### Document excerpt

Train a Semantic Segmentation Model with JPEG-2000 Images¶
This notebook demonstrates how to train semantic segmentation models with JPEG-2000 images. JPEG2000 is a lossless image compression standard that is widely used in remote sensing and GIS applications. It is a more efficient and flexible format than JPEG, which is a lossy image compression standard.
To support JPEG2000 images, we need to install the libgdal-jp2openjpeg
package with the following command:
conda install conda-forge::libgdal-jp2openjpeg
To generate JPEG2000 images, you can use the following command:
gdal_translate -of JP2OpenJPEG input.tif output.jp2
Install packages¶
To use the new functionality, ensure the required packages are installed.
# %pip install geoai-py
Import libraries¶
import geoai
Download sample data¶
We'll use the same dataset as the Mask R-CNN example for consistency.
train_raster_url = (
"https://huggingface.co/datasets/giswqs/geospatial/resolve/main/naip_rgb_train.jp2"
)
train_vector_url = "https://huggingface.co/datasets/giswqs/geospatial/resolve/main/naip_train_buildings.geojson"
test_raster_url = (
"https://huggingface.co/datasets/giswqs/geospatial/resolve/main/naip_test.jp2"
)
train_raster_path = geoai.download_file(train_raster_url)
train_vector_path = geoai.download_file(train_vector_url)
test_raster_path = geoai.download_file(test_raster_url)
Create training data¶
We'll create the same training tiles as before.
out_folder = "buildings"
tiles = geoai.export_geotiff_tiles(
in_raster=train_raster_path,
out_folder=out_folder,
in_class_data=train_vector_path,
tile_size=512,
stride=256,
buffer_radius=0,
)
Train semantic segmentation model¶
Now we'll train a semantic segmentation model using the new train_segmentation_model
function. This function supports various architectures from segmentation-models-pytorch
:
- Architectures:
unet
,unetplusplus
deeplabv3
,deeplabv3plus
,fpn
,pspnet
,linknet
,manet
- Encoders:
resnet34
,resnet50
,efficientnet-b0
,mobilenet_v2
, etc.
For more details, please refer to the segmentation-models-pytorch documentation.
# Train U-Net model
geoai.train_segmentation_model(
images_dir=f"{out_folder}/images",
labels_dir=f"{out_folder}/labels",
output_dir=f"{out_folder}/unet_models",
architecture="unet",
encoder_name="resnet34",
encoder_weights="imagenet",
num_channels=3,
num_classes=2, # background and building
batch_size=8,
num_epochs=5,
learning_rate=0.001,
val_split=0.2,
verbose=True,
)
Run inference¶
Now we'll use the trained model to make predictions on the test image.
# Define paths
masks_path = "naip_test_semantic_prediction.tif"

######
### Provided data

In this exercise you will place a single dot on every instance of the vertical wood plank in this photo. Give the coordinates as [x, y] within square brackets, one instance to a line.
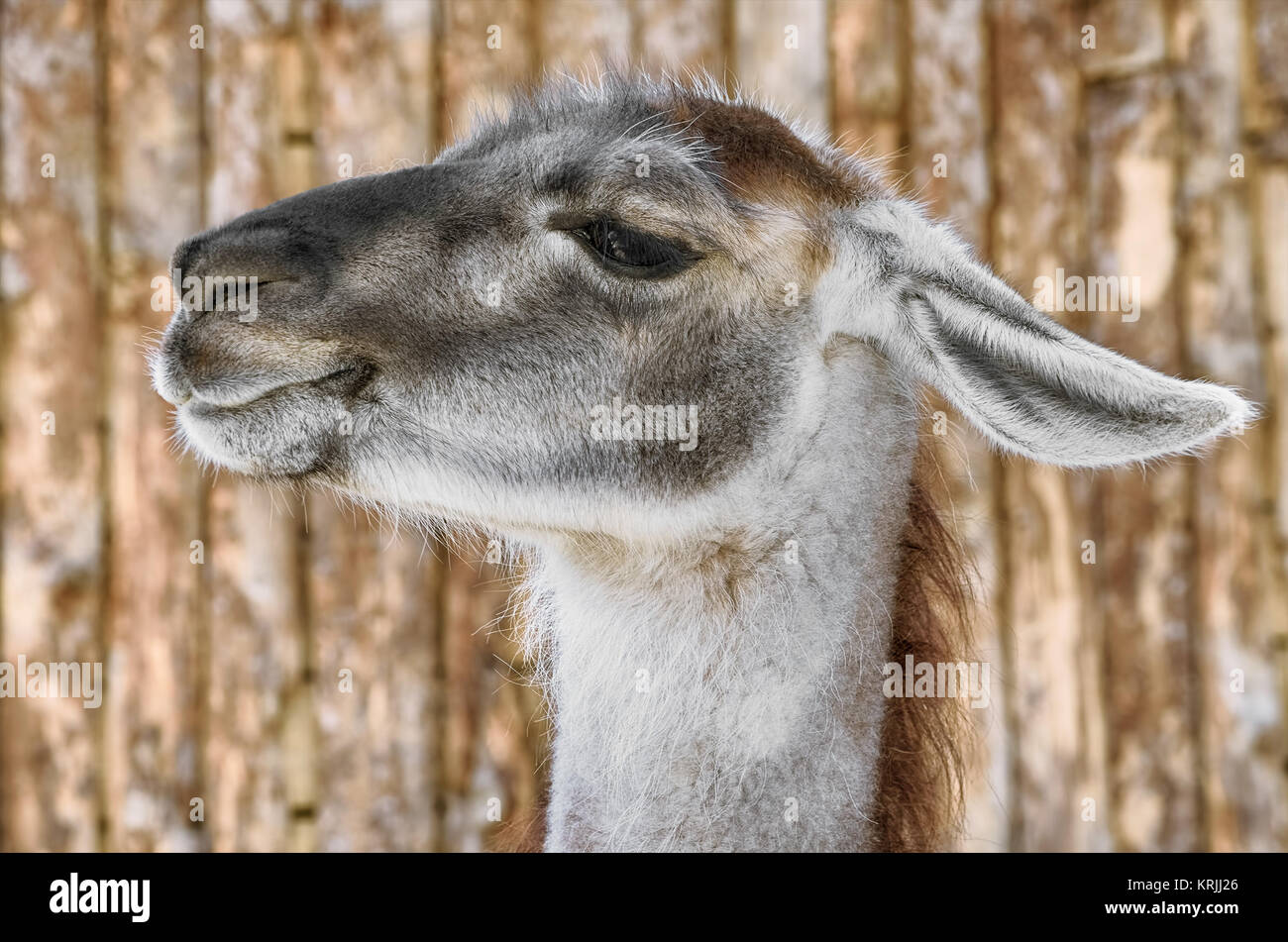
[1265, 97]
[473, 73]
[1037, 227]
[258, 628]
[868, 95]
[154, 718]
[947, 126]
[1140, 577]
[51, 382]
[583, 37]
[781, 56]
[681, 35]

######

Tasks for this exercise>
**A)** What tile size does the segmentation notebook use when it creates the training tiles?
**B)** Write out the segmentation notebook again, starting with "# %pip install" and going on through "train_raster_path = geoai.download_file(train_raster_url)", swapping "train_raster_url" for "jp2_train_url" each time it occurs.
The lines were drawn from a separate source.

Replies>
**A)** 512

**B)**
# %pip install geoai-py
Import libraries¶
import geoai
Download sample data¶
We'll use the same dataset as the Mask R-CNN example for consistency.
jp2_train_url = (
"https://huggingface.co/datasets/giswqs/geospatial/resolve/main/naip_rgb_train.jp2"
)
train_vector_url = "https://huggingface.co/datasets/giswqs/geospatial/resolve/main/naip_train_buildings.geojson"
test_raster_url = (
"https://huggingface.co/datasets/giswqs/geospatial/resolve/main/naip_test.jp2"
)
train_raster_path = geoai.download_file(jp2_train_url)